(Excerpts from segmentation records)

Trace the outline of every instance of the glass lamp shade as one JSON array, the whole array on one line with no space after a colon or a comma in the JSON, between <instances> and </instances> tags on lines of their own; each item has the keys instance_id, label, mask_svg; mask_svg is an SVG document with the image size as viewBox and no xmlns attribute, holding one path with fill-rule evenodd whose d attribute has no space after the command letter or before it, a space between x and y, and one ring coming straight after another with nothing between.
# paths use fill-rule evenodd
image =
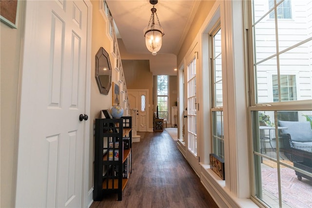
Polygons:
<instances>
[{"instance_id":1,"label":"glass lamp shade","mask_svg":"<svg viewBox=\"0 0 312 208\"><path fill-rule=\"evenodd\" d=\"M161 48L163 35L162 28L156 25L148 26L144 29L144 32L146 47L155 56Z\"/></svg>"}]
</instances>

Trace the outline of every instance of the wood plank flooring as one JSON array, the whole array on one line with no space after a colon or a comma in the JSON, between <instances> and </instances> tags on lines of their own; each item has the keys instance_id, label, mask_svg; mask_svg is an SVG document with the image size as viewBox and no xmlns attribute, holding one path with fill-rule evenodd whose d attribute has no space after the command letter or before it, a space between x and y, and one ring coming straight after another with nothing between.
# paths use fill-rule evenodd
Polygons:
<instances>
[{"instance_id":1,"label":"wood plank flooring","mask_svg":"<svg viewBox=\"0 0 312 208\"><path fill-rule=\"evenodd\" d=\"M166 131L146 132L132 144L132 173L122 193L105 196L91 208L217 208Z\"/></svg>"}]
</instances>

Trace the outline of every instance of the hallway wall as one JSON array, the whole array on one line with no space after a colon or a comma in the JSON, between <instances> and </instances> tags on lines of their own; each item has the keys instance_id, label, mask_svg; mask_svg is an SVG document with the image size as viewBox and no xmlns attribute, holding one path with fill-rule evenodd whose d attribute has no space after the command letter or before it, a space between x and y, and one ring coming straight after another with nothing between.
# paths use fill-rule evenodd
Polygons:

### WHAT THE TASK ASKS
Rewrite the records starting at the beginning and ending at the line that contains "48L163 35L162 28L156", with "Trace the outline" replaced by "Draw the boundary" and nothing else changed. Leave the pictures out.

### REPLY
Draw the boundary of every instance of the glass lamp shade as one JSON array, the whole array on one line with no space after a colon or a comma in the JSON, between <instances> and </instances> tags on lines of their own; each item has the keys instance_id, label, mask_svg; mask_svg is an SVG document with the image size as viewBox and no xmlns attribute, holding one path with fill-rule evenodd whose d attribute has no space after the command letter or before it, a space between x and y, and one ring coming straight after another with nothing between.
# paths use fill-rule evenodd
image =
Polygons:
<instances>
[{"instance_id":1,"label":"glass lamp shade","mask_svg":"<svg viewBox=\"0 0 312 208\"><path fill-rule=\"evenodd\" d=\"M161 48L163 35L162 28L156 25L148 26L144 29L144 32L146 47L155 56Z\"/></svg>"}]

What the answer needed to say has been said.